» **RECORDS FOR THIS TASK**:
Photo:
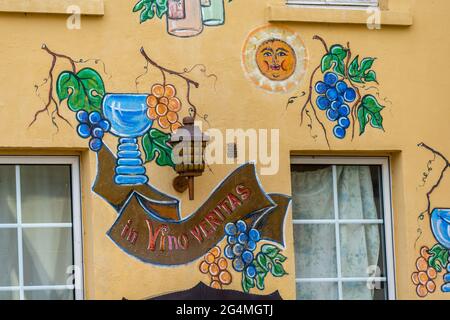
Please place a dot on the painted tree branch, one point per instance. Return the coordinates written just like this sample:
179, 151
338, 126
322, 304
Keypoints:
441, 175
50, 99
309, 99
189, 82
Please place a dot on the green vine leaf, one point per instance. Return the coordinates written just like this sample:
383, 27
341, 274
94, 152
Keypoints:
370, 112
371, 76
361, 73
149, 8
83, 91
335, 60
439, 257
155, 145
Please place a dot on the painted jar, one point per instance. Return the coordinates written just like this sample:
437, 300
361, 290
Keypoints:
213, 12
184, 18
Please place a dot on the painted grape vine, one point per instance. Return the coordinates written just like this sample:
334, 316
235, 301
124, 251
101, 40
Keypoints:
339, 93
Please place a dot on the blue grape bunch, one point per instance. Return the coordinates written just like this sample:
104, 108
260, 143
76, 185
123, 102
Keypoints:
92, 125
334, 96
241, 244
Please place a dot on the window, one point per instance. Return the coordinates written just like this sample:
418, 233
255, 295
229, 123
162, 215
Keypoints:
357, 3
40, 228
342, 228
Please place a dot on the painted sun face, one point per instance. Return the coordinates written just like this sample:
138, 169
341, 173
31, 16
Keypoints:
276, 59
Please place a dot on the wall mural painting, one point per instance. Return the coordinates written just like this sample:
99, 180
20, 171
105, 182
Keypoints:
435, 260
274, 59
185, 18
346, 93
149, 226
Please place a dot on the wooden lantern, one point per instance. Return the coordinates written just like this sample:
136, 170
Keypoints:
191, 160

» **YOUR OBJECTIVE**: Copy every one of the records above word for word, omitting the pictures.

» **TASK ANSWER**:
Photo:
Please place a dot on the painted tree branch, one point per instance. Return the coordinates written just like this sample:
179, 151
338, 126
322, 304
Keypoints:
441, 175
50, 99
309, 99
189, 82
Please place a dot on the green vine leaf, one point per instance. Return the coordinates written just like this sample:
383, 27
341, 274
94, 152
Keypoints:
370, 112
371, 76
361, 73
149, 8
83, 91
335, 60
439, 257
155, 145
Please place a dot on the painted jar, one point per instance. Return the coordinates written just like this sample:
437, 300
361, 290
Keypoints:
213, 12
184, 18
Please place a dot on the painted grape vine, one point per instance. Return the coordinates written just like this sample:
334, 316
235, 301
124, 251
101, 40
Keypoints:
339, 93
Please place a dot on the blue grape bunch, one point per instance. Return the coordinates written just like this sample:
104, 108
260, 143
76, 185
123, 102
Keypoints:
92, 125
334, 96
241, 244
Please place a dot on the window, one point per instance. Return the coordinates written just like this sample:
418, 233
255, 295
229, 123
162, 215
Keypoints:
357, 3
40, 228
342, 228
Please place a dot on the painted sun face, one point per instance. Return the coordinates written just like this sample:
138, 169
341, 173
31, 16
Keypoints:
276, 59
Please place a dot on the wall mural painting, one point per instance. Return the coordinates written just like this sample:
99, 180
20, 171
105, 182
Keypoints:
435, 260
274, 59
185, 18
346, 93
149, 226
Please place a dot on the wooden lantern, one point per instance. Return the coordinates written just like this sample:
136, 170
Keypoints:
191, 160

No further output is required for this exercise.